__What the task asks__. Pick out each line in the material that contains the word "white", and copy those lines.

__Listed records__.
+--

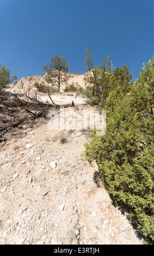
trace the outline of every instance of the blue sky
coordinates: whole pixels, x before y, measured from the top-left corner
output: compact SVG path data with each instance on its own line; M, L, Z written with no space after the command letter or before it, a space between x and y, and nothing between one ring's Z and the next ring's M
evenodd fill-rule
M111 56L132 81L154 55L154 0L0 0L0 64L18 80L42 75L58 54L72 73Z

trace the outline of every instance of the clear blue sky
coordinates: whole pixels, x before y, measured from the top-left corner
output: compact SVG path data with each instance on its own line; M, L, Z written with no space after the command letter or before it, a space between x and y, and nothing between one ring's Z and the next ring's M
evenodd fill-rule
M11 75L41 75L58 54L71 72L111 56L132 81L154 55L154 0L0 0L0 64Z

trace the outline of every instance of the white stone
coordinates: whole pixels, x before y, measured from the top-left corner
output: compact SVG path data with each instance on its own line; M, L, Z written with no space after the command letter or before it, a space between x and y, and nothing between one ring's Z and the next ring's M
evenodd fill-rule
M26 145L26 148L27 149L30 149L30 148L32 148L33 147L32 144L27 144Z
M95 211L94 211L94 210L93 210L93 211L92 211L92 214L91 214L92 216L95 217L96 215L96 214Z
M60 210L63 210L63 209L64 208L64 206L65 206L65 204L60 204L58 209Z
M50 166L51 166L52 168L55 168L57 166L57 163L56 162L51 162L50 163Z

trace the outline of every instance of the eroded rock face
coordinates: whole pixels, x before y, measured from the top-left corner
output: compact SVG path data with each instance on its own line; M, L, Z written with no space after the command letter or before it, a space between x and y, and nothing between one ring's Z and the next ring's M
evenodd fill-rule
M93 179L97 167L83 157L88 135L65 131L62 144L57 132L40 123L16 149L11 139L0 151L0 244L142 244Z

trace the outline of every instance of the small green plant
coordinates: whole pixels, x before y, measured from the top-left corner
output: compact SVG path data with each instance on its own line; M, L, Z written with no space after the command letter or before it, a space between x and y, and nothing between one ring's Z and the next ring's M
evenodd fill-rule
M74 84L74 83L72 83L72 84L67 86L64 91L67 93L76 92L82 93L83 91L83 88L77 83L76 83L76 86Z
M34 86L39 92L42 93L46 93L48 91L51 93L57 93L58 92L58 88L46 85L45 84L44 82L40 83L38 82L35 82Z

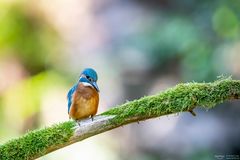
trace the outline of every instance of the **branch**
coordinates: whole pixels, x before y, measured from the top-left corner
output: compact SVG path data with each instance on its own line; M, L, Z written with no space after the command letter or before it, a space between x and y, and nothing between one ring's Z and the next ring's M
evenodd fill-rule
M179 84L157 95L127 102L81 121L80 127L67 121L34 130L0 146L0 160L31 160L102 132L154 117L188 111L196 106L210 109L216 104L240 98L240 80Z

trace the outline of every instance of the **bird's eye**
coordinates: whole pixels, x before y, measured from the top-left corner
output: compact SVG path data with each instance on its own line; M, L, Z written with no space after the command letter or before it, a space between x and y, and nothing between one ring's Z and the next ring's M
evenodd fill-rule
M86 78L90 81L93 82L93 79L90 76L86 76Z
M90 78L90 77L88 78L88 80L89 80L90 82L93 82L93 79L92 79L92 78Z

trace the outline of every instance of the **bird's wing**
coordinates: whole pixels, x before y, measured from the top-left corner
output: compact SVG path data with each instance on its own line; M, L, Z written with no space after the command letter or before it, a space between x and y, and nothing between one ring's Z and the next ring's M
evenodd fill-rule
M75 84L69 91L68 91L68 94L67 94L67 99L68 99L68 113L70 111L70 107L71 107L71 104L72 104L72 95L73 93L76 91L77 89L77 84Z

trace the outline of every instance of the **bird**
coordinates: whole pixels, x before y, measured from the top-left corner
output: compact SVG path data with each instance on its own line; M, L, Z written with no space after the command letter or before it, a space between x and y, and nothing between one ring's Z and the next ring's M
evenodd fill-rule
M82 71L78 82L68 91L68 115L70 119L79 122L91 117L93 121L99 103L100 91L97 80L97 72L92 68L86 68Z

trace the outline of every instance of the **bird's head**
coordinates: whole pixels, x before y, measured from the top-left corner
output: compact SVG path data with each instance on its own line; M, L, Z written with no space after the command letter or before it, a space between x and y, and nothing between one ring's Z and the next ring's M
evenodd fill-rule
M99 92L97 80L98 80L97 72L92 68L84 69L79 78L79 82L87 83L93 86Z

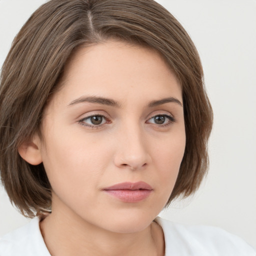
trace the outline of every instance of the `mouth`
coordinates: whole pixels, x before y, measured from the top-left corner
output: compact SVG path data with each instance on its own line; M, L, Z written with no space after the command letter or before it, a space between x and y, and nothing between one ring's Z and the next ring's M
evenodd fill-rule
M153 190L152 187L144 182L135 183L126 182L104 188L108 195L126 202L136 202L148 197Z

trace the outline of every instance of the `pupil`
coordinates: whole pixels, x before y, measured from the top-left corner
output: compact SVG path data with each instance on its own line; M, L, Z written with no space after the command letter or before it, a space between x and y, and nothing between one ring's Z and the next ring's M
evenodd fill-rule
M93 124L100 124L102 122L102 116L96 116L90 118L90 122Z
M166 120L166 117L162 116L158 116L154 118L154 122L157 124L162 124Z

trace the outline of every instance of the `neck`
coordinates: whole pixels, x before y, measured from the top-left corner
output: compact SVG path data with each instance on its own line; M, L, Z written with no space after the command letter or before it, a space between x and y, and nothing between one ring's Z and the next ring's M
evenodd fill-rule
M162 230L154 222L138 232L118 233L53 208L52 212L41 222L40 228L52 256L164 254Z

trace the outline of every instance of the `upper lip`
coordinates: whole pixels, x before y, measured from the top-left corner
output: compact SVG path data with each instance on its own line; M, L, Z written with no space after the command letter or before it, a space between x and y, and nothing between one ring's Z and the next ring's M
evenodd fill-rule
M106 188L104 190L152 190L152 187L144 182L124 182Z

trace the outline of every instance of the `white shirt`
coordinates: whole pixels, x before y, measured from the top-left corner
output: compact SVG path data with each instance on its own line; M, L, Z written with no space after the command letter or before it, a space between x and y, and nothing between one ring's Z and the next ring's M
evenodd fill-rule
M256 250L221 228L186 226L157 217L166 242L166 256L256 256ZM40 232L39 219L0 240L0 256L50 256Z

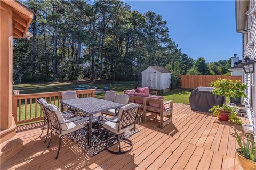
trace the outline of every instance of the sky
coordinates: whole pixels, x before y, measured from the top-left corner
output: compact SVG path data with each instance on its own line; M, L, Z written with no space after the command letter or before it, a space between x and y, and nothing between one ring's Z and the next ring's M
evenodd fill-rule
M132 10L152 11L167 21L170 37L190 57L206 62L242 58L236 31L235 1L124 1Z

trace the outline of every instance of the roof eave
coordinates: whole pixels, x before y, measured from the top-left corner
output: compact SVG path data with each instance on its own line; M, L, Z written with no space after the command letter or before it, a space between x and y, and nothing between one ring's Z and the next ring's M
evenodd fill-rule
M249 2L248 0L236 0L235 1L236 27L238 33L243 33L242 31L245 29L245 13Z

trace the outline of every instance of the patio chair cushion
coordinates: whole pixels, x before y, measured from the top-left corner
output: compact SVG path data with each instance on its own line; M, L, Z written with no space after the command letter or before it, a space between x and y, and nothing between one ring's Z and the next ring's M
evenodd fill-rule
M61 93L61 98L63 100L75 99L77 98L76 91L68 90Z
M114 117L111 119L113 119L114 121L117 121L118 120L118 118L117 117ZM115 134L118 133L118 124L117 123L111 122L108 121L105 121L102 122L102 126ZM133 128L134 128L134 124L131 125L129 126L129 129L131 130ZM120 130L120 133L123 133L124 132L124 128Z
M105 93L105 96L104 96L104 100L109 101L114 101L115 100L115 98L116 97L116 92L115 91L108 91Z
M38 100L38 102L42 104L44 106L46 106L47 105L48 105L48 103L47 103L46 100L42 98Z
M80 116L77 116L69 120L67 120L65 122L67 122L66 124L67 125L67 129L65 131L61 131L61 134L62 135L67 134L76 131L81 129L84 128L85 127L85 125L88 124L88 117L85 117L84 118L81 118ZM73 122L69 122L70 121L79 119L79 120Z
M115 116L116 113L115 112L115 109L110 109L107 111L102 112L103 114L106 114L108 115L110 115L112 116Z
M56 118L57 118L57 121L58 122L65 121L65 119L64 118L63 115L61 113L61 112L56 106L53 104L49 104L46 107L49 108L50 110L54 112L56 115ZM66 130L68 129L68 126L67 126L67 124L66 123L61 124L60 125L60 126L62 130Z
M124 110L127 110L130 109L131 108L132 108L134 106L139 107L139 105L137 104L134 103L130 103L125 106L122 107L119 112L119 115L117 117L114 117L111 118L112 120L115 121L117 121L118 120L120 120L122 116L122 114ZM102 126L105 128L106 129L109 130L109 131L115 133L116 134L118 133L118 130L119 128L118 126L119 123L111 122L109 121L105 121L102 122ZM129 129L131 130L134 127L134 124L132 124L129 126ZM124 129L121 129L120 130L120 133L123 133L124 132Z
M126 94L117 94L114 102L120 103L121 104L126 105L129 101L130 96Z
M75 115L71 112L65 111L65 112L62 112L61 114L62 114L63 117L65 120L70 119L70 117L73 118L73 117L74 117L74 116Z
M153 96L150 95L150 98L153 98L154 99L164 99L164 97L162 96ZM149 102L148 105L152 107L160 108L160 104L158 103L154 103L154 102Z

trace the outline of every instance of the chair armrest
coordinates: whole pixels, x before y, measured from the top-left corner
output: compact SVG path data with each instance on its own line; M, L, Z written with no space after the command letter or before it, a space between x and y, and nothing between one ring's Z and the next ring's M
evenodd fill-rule
M71 121L68 121L68 122L58 122L58 123L59 123L59 124L68 123L70 123L70 122L76 122L76 121L77 121L81 120L82 120L82 119L84 119L84 117L81 117L81 118L80 118Z
M157 95L157 91L149 91L149 94L154 94L155 95Z
M109 118L107 117L100 115L100 116L99 116L99 117L98 117L98 123L99 123L99 124L100 124L100 118L101 118L102 119L106 119L106 120L107 120L109 122L114 122L114 123L119 123L120 122L119 121L116 121L111 120L111 118Z

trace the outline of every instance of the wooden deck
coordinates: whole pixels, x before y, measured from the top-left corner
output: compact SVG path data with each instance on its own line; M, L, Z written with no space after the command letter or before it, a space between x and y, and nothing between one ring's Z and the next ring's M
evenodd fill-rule
M141 131L129 138L133 142L132 151L123 155L105 150L90 157L66 138L56 160L57 137L53 138L49 149L43 143L45 135L35 140L42 125L18 128L24 149L1 169L242 169L236 158L238 146L233 135L236 129L241 132L239 127L229 121L219 122L209 113L192 111L187 105L175 104L173 122L163 129L156 120L138 125ZM117 144L112 147L117 149Z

+--

__Solution to this task__.
trace the outline of every instance of the white stone
trace the outline of every instance of the `white shirt`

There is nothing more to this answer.